Given information.
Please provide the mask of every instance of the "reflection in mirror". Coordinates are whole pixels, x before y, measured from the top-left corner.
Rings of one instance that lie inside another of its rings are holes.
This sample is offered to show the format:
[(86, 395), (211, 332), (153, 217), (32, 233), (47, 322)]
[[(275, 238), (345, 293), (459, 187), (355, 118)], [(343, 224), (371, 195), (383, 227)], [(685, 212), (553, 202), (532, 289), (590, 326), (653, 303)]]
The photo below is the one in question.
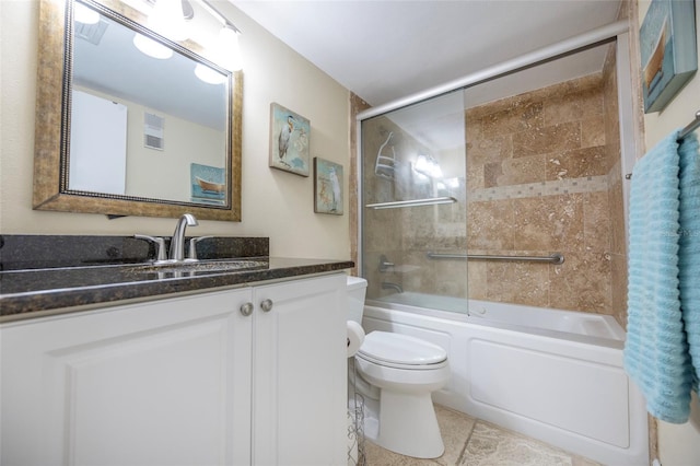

Problem to solve. Which lines of the data contain the string "instance", matching case exactly? Report each such line in full.

Solution for this problem.
Please provide the mask of every instance of the "reflection in mirror". Coordinates are whole pixels, x before y, measured from the top-left corner.
Rings of one instance that lie inside another of its rings are holes.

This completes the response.